• Requirements: Rewrite the material from the line containing "Point to the wine" through the end, swapping "espresso machine" for "coffee maker" and leaving everything else unchanged.

[Position annotation records]
* START *

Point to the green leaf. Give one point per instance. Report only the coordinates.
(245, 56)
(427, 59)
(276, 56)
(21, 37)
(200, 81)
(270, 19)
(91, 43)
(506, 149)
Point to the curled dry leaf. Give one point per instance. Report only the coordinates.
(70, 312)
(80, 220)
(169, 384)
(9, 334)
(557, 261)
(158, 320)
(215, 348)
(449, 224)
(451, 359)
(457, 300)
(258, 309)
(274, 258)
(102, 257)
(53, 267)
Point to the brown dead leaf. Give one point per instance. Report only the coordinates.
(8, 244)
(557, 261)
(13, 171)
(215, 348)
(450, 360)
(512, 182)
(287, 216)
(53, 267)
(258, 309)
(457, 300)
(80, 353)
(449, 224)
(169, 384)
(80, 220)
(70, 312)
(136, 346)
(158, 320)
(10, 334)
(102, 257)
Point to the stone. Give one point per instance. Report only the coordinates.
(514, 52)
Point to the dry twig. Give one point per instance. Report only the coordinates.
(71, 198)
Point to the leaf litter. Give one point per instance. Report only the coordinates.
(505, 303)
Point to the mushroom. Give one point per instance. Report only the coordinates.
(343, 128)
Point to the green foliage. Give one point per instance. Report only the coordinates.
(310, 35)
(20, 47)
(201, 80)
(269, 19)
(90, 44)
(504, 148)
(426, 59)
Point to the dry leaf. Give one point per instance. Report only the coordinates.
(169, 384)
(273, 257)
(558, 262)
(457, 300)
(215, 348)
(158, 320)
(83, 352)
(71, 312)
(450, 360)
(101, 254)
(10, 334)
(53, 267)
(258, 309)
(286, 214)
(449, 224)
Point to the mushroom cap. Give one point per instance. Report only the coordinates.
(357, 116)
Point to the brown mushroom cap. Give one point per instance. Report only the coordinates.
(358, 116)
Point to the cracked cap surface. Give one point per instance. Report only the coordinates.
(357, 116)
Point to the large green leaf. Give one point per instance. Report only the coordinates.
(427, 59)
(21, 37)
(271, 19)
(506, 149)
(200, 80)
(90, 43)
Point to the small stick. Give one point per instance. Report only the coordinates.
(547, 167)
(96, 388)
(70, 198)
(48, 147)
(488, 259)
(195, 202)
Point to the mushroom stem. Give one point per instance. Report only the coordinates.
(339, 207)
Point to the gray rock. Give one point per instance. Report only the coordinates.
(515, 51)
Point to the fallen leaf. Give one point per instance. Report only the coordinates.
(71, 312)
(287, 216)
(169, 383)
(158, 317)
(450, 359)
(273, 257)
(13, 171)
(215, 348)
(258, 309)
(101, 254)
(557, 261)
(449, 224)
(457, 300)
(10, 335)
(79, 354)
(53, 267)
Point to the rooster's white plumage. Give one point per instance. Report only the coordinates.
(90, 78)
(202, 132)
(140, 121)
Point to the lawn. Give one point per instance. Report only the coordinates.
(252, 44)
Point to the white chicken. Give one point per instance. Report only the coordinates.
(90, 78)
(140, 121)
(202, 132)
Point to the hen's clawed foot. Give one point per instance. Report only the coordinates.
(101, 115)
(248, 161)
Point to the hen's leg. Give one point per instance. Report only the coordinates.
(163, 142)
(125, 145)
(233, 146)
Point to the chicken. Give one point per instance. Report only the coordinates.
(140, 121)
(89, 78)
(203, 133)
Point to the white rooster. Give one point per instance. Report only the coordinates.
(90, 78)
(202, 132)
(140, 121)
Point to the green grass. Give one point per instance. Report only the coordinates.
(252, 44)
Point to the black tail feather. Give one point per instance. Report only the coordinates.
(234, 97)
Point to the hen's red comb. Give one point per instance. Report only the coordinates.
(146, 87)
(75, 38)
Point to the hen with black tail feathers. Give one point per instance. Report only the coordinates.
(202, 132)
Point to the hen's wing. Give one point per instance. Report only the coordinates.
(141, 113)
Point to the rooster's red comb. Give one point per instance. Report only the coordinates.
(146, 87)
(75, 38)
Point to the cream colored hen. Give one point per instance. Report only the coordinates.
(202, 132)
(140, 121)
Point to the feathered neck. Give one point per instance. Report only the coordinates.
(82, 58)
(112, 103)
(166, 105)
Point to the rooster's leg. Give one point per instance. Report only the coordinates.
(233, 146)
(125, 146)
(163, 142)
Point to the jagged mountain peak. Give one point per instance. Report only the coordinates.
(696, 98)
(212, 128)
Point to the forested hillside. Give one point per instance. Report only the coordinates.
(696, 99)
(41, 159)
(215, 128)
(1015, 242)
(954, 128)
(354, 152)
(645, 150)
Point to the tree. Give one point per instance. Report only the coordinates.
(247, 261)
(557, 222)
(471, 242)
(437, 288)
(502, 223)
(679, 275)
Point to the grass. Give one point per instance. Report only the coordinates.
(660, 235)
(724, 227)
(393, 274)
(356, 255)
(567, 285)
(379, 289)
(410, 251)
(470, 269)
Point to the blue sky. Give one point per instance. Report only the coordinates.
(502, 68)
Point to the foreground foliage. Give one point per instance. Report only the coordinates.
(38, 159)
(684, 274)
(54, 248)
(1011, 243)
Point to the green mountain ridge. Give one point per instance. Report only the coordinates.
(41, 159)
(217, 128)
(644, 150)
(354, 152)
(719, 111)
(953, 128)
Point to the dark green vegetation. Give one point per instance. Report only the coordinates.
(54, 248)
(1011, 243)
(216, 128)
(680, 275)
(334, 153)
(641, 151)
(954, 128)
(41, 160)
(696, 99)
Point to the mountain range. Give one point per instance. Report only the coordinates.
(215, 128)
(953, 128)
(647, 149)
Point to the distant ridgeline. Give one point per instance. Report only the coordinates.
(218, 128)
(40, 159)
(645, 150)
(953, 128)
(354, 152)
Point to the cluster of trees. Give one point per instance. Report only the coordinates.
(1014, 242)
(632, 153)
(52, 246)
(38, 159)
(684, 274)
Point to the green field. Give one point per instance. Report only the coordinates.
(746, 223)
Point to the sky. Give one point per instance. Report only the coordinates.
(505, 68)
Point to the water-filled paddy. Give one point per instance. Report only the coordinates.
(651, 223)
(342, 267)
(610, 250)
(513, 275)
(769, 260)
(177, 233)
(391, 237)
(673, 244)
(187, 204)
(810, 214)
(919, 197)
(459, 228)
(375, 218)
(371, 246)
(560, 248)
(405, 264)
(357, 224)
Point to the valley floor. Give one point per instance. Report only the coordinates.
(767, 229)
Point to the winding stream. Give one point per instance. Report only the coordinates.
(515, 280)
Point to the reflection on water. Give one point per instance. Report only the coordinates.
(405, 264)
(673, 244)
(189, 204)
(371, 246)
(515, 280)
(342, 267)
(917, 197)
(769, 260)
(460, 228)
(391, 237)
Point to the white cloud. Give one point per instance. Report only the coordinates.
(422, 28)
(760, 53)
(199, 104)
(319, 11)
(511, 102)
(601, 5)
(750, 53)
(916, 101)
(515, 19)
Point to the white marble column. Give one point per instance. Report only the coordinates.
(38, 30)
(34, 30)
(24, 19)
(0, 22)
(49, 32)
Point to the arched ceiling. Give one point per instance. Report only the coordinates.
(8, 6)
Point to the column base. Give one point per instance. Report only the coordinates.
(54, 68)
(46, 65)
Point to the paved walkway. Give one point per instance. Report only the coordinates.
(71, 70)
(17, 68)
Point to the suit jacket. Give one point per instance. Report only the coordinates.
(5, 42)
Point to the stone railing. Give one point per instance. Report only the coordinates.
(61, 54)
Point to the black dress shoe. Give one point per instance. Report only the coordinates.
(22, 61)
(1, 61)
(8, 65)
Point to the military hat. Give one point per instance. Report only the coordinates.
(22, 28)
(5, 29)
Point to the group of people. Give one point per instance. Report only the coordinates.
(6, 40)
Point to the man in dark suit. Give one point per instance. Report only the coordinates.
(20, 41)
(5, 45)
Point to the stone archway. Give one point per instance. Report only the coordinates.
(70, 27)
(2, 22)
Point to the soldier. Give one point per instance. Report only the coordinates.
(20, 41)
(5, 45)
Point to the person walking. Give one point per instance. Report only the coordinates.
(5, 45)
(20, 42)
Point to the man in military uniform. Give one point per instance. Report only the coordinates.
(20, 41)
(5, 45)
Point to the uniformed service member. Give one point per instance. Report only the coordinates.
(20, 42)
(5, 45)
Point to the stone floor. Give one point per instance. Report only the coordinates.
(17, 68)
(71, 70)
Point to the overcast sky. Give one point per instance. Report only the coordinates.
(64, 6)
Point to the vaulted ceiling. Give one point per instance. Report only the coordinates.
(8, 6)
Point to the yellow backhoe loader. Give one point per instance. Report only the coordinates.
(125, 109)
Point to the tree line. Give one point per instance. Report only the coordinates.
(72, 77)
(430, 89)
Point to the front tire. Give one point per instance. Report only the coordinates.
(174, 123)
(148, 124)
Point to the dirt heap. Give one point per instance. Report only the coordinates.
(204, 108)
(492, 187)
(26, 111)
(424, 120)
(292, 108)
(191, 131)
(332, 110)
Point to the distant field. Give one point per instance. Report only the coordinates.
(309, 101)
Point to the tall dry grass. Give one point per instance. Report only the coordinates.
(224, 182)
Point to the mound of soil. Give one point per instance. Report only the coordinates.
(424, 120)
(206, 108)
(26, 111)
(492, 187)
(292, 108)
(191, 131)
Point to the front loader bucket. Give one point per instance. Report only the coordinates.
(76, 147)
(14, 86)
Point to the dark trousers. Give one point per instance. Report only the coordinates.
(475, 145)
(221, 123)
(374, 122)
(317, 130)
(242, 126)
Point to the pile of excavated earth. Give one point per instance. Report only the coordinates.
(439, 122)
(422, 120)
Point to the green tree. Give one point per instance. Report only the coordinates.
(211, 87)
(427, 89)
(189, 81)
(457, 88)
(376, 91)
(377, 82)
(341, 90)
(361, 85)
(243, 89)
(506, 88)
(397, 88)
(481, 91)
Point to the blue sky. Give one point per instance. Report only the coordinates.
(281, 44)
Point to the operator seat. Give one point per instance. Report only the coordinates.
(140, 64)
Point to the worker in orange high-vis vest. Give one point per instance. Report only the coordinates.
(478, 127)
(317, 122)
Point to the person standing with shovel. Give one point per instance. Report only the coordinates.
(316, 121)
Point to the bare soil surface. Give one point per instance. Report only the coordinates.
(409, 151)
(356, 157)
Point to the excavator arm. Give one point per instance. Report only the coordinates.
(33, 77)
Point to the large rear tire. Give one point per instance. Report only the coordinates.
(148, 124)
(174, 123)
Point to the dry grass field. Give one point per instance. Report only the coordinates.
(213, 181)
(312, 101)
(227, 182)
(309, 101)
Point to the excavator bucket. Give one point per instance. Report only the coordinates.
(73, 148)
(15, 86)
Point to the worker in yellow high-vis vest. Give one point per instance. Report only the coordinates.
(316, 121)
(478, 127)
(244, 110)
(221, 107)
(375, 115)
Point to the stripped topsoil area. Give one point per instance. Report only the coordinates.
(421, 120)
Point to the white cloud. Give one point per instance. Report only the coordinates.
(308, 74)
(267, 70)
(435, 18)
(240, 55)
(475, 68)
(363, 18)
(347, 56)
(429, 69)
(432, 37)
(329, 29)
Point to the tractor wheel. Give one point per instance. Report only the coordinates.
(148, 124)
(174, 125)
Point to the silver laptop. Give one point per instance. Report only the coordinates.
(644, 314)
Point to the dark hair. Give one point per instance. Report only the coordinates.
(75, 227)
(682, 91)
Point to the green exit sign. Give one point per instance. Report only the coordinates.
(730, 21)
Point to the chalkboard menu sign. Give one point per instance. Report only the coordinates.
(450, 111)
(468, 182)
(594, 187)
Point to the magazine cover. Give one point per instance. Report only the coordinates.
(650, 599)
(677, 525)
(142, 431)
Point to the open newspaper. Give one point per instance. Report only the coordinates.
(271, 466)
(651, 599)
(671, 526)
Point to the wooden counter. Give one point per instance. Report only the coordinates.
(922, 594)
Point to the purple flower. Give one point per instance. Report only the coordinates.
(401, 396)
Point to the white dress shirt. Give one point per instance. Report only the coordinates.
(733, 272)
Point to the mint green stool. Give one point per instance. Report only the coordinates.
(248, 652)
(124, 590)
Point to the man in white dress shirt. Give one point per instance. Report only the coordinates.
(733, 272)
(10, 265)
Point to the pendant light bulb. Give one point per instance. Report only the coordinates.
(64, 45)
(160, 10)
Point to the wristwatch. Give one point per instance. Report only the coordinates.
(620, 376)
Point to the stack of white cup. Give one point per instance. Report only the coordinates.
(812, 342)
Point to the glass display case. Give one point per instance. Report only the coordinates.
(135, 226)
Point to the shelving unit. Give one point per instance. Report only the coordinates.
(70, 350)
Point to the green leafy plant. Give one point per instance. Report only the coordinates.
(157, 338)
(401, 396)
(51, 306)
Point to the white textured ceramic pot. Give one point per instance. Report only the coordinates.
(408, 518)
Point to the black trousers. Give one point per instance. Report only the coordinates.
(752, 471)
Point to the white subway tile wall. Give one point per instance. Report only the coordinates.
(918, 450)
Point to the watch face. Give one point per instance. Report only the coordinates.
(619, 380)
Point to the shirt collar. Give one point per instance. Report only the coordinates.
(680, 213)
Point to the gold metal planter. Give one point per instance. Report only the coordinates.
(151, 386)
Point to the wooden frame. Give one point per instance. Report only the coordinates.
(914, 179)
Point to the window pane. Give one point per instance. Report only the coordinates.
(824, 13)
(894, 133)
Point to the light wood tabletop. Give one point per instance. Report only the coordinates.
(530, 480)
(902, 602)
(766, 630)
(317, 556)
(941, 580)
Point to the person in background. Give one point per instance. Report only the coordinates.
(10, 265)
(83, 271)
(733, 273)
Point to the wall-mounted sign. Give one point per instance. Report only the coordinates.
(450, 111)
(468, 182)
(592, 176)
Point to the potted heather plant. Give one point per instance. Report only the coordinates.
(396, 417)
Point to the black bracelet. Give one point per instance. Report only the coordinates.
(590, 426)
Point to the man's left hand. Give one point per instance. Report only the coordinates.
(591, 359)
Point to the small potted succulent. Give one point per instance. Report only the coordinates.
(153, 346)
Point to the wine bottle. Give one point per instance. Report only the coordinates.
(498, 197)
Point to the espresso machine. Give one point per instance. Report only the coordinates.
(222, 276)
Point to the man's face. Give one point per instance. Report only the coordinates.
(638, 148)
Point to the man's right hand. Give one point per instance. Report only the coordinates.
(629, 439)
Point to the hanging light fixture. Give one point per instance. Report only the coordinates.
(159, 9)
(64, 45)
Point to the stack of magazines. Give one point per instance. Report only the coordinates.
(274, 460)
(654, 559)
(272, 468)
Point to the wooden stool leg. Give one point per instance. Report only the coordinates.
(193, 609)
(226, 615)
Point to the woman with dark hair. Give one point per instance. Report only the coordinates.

* END *

• Exercise solution:
Point to the wine bottle. Give one point per instance. Report only the coordinates.
(498, 197)
Point to the coffee maker. Give one point per instance. Report only the coordinates.
(222, 276)
Point to the man's face. Give one point per instance. Report only the coordinates.
(638, 148)
Point to the man's right hand. Give one point per instance. Report only the coordinates.
(629, 439)
Point to the hanging light fixture. Give one point per instance. Report only the coordinates.
(159, 9)
(64, 45)
Point to the stack of magazines. Give one point per instance. Report only the coordinates.
(274, 460)
(654, 559)
(272, 468)
Point to the wooden stool leg. Give one point per instance. Report only the coordinates.
(193, 609)
(226, 615)
Point to the woman with dark hair. Give one point per instance. Report only the coordinates.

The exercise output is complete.